> **Data section**:

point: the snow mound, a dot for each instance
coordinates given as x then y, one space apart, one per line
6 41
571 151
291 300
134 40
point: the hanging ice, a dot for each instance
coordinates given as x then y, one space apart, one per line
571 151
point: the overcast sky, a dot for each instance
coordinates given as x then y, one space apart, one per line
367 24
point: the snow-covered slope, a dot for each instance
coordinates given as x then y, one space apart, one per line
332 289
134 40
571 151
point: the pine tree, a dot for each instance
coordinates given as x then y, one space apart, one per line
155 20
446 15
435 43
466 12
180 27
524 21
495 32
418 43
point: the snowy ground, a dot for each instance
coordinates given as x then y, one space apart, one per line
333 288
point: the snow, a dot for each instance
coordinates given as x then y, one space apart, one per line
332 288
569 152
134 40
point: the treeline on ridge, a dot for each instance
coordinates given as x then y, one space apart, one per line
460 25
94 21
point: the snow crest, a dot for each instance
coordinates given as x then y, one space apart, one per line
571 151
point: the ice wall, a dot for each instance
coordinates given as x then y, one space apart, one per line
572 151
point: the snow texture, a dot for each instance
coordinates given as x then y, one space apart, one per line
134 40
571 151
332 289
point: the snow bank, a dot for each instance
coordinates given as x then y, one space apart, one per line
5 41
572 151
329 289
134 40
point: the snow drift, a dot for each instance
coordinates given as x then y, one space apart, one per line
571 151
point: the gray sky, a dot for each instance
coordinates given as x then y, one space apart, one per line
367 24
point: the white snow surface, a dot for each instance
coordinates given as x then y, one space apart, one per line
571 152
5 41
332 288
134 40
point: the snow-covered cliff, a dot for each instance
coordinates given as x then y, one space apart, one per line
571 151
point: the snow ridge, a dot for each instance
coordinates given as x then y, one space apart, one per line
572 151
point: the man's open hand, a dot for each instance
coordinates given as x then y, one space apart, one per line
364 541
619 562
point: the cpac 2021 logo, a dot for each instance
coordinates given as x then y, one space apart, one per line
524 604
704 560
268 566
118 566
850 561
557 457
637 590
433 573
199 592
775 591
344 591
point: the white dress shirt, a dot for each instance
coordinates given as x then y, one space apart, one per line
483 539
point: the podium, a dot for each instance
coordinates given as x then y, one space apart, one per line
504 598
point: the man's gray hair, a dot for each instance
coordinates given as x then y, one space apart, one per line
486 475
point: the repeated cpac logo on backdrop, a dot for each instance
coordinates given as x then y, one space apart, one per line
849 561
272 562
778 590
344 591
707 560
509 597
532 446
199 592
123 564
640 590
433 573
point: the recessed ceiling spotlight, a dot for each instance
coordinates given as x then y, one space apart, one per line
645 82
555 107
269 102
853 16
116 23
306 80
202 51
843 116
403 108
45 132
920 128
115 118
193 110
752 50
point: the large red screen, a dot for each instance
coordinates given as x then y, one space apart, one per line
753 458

> **Exercise instructions**: In the entries above, take the line containing "point: the man's gray" and each later line through the last, and repeat them exactly. Output nothing else.

> **Response for this exercise**:
point: the man's gray hair, a dot for each instance
coordinates given as x then y, one space apart, one per line
486 475
point: the repeated cpac logo on backdrop, a dot for each instance
coordinates given as x then y, one space apart, one per line
849 561
272 562
778 590
344 591
707 560
509 597
532 446
199 592
123 564
640 590
433 573
point: the recessed ceiling spotlight, a dot for each instance
coordinates given as x then y, one space apart, one per line
645 82
555 107
269 102
853 16
116 23
306 80
202 51
843 116
403 108
45 132
920 128
115 118
193 110
752 50
point: the large red screen, a dot for each instance
coordinates given as x then y, one space apart, one per line
753 458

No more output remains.